── Listed entries

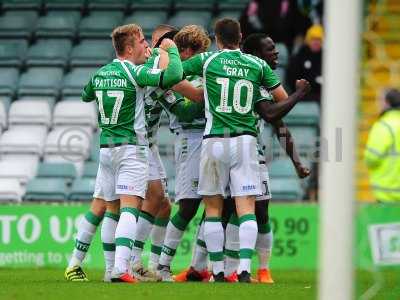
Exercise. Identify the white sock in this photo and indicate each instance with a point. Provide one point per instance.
(214, 238)
(175, 229)
(264, 249)
(248, 237)
(157, 236)
(143, 229)
(124, 237)
(86, 230)
(232, 246)
(199, 259)
(108, 239)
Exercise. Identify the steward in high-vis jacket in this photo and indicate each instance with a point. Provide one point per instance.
(382, 153)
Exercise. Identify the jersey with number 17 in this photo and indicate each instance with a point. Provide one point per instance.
(118, 90)
(232, 83)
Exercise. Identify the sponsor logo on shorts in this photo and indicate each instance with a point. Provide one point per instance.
(249, 187)
(125, 187)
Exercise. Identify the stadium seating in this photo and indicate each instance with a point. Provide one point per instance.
(49, 53)
(69, 142)
(151, 5)
(23, 140)
(57, 170)
(12, 53)
(286, 189)
(30, 112)
(59, 24)
(8, 81)
(40, 81)
(75, 113)
(91, 53)
(194, 5)
(18, 24)
(46, 189)
(108, 5)
(90, 169)
(11, 190)
(22, 170)
(99, 24)
(182, 18)
(75, 80)
(147, 20)
(78, 5)
(82, 189)
(22, 4)
(304, 113)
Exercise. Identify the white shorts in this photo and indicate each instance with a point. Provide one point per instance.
(230, 161)
(187, 160)
(122, 171)
(156, 168)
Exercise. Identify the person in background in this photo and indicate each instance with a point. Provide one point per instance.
(382, 152)
(282, 20)
(307, 62)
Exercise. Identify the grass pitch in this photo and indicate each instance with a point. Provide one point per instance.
(294, 285)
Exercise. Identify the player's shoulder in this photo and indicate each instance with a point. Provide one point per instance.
(256, 60)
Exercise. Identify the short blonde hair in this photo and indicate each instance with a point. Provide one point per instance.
(193, 37)
(123, 36)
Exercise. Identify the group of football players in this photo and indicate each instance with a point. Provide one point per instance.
(216, 103)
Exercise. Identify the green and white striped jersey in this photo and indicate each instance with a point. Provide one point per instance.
(232, 87)
(118, 90)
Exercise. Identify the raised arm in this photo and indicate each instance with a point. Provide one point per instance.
(273, 112)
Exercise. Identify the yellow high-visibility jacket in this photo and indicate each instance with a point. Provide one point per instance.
(382, 157)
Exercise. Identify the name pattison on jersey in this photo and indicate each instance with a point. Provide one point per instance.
(110, 83)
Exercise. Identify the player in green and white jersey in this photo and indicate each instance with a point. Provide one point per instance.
(156, 209)
(118, 90)
(190, 40)
(262, 46)
(229, 155)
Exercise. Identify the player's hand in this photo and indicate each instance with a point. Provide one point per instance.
(166, 44)
(302, 171)
(148, 52)
(303, 86)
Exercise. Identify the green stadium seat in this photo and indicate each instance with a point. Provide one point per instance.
(18, 24)
(182, 18)
(8, 81)
(82, 189)
(194, 5)
(232, 4)
(57, 170)
(40, 81)
(108, 5)
(75, 80)
(99, 24)
(91, 53)
(64, 4)
(164, 5)
(22, 4)
(288, 189)
(49, 53)
(46, 189)
(12, 53)
(58, 24)
(304, 113)
(148, 20)
(90, 169)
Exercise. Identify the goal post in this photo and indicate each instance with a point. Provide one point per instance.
(341, 58)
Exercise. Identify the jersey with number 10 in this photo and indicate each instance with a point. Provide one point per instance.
(118, 90)
(232, 82)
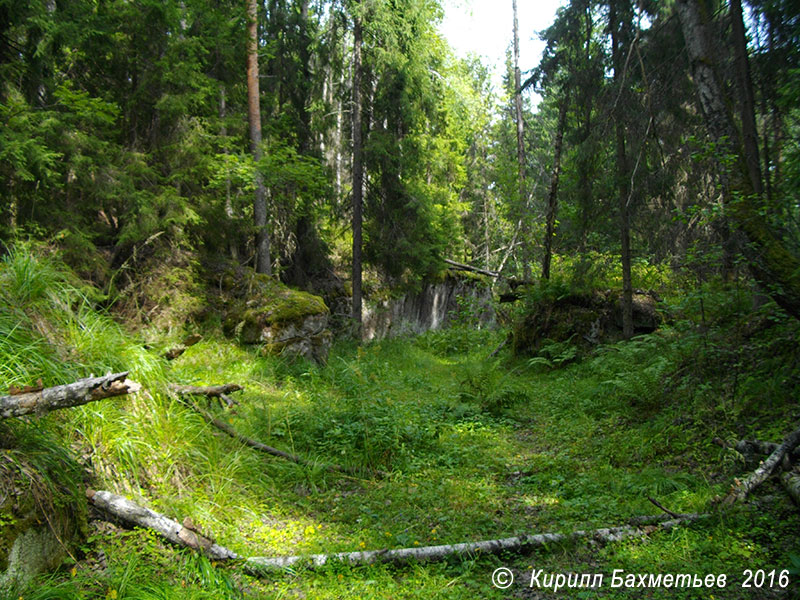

────

(What is asked): Copy out every record above word for word, omitting the pictures.

(Output of the exercise):
Exercise. Identify the white sock in this photo and indicate each instance with a point. Provide one point per instance.
(214, 238)
(175, 229)
(264, 249)
(248, 237)
(157, 236)
(143, 229)
(124, 237)
(86, 230)
(232, 246)
(199, 259)
(108, 239)
Exercise. Identify the steward in high-vis jacket in this photo and indicate each instance with a point. Provide one point per instance.
(382, 153)
Exercise. Identify the jersey with number 17 in this photo and indicate each instance with a point. Provide one point per instance.
(118, 90)
(232, 83)
Exercise. Identify the sponsor logo on shorts in this photo and indicate each instance with a point. Provide one point per instance.
(249, 187)
(125, 187)
Exercise. Identify the stadium seating in this photo and indicate each instance with a point. Provide one point per instance.
(49, 53)
(69, 142)
(151, 5)
(23, 140)
(57, 170)
(12, 53)
(286, 189)
(30, 112)
(59, 24)
(8, 81)
(40, 81)
(75, 113)
(91, 53)
(194, 5)
(18, 24)
(46, 189)
(108, 5)
(90, 169)
(11, 190)
(22, 170)
(99, 24)
(182, 18)
(75, 80)
(147, 20)
(78, 5)
(82, 189)
(22, 4)
(304, 113)
Exercise. Identify the white shorts in this photo and indicate each instance with a point. Provide one point per instance.
(230, 161)
(187, 160)
(122, 171)
(156, 168)
Exercise. Identify the person in background in this photo and indicate each instance with a point. Provide one point per instance.
(382, 152)
(282, 20)
(307, 62)
Exercise. Identify the grass pitch in this photo and indicate each instance with a point. Provide one point per instance.
(294, 285)
Exercise. Identify the player's shoulder in this photo and indicate each instance with a point. Provide one point per instance.
(256, 60)
Exercise. Identify the short blonde hair in this photo and indicate each instance with a point. Provide one point per instance.
(193, 37)
(123, 36)
Exercise. Identify the group of football players in this photo and indicate each instance with a point. Provide one point per instance.
(216, 103)
Exercise. Identify the green and white striped jersey in this photo and indicate each instance with a point. Provide one point per instance.
(232, 87)
(118, 90)
Exercise. Identify the raised arm in this photo and indicate each instance with a point. Provide one point per instance.
(273, 112)
Exercise. Identify the yellow high-visibility jacket in this photo and indicate each instance with a point. Provide one point per instance.
(382, 157)
Exercise. Identify the name pattison on jersey in this photo and indicate each instance with a point. Provide one point per instance.
(110, 83)
Exercise. Identify the player in green and white jersey in this photo and indicate each instance with a point. Provide one point per instance.
(156, 209)
(118, 90)
(190, 40)
(262, 46)
(229, 155)
Exercise. Identify the player's hand in this photo and indicate each instance with a point. Provide one point per instance.
(166, 44)
(302, 171)
(148, 52)
(303, 86)
Exercise. Identify the green stadium seat in this photo and indicate each instance with a point. Provide one point per instance.
(18, 24)
(182, 18)
(8, 81)
(82, 189)
(194, 5)
(232, 4)
(57, 170)
(40, 81)
(108, 5)
(75, 80)
(99, 24)
(91, 53)
(64, 4)
(164, 5)
(22, 4)
(288, 189)
(49, 53)
(46, 189)
(12, 53)
(58, 24)
(304, 113)
(148, 20)
(90, 169)
Exercise. Identify the goal post in this photo and indicate each instance with a point. Provide one point per instance.
(341, 58)
Exercise. Identify the jersey with number 10 in this photo and indicate each instance with a point. Provide one point per instance.
(118, 90)
(232, 82)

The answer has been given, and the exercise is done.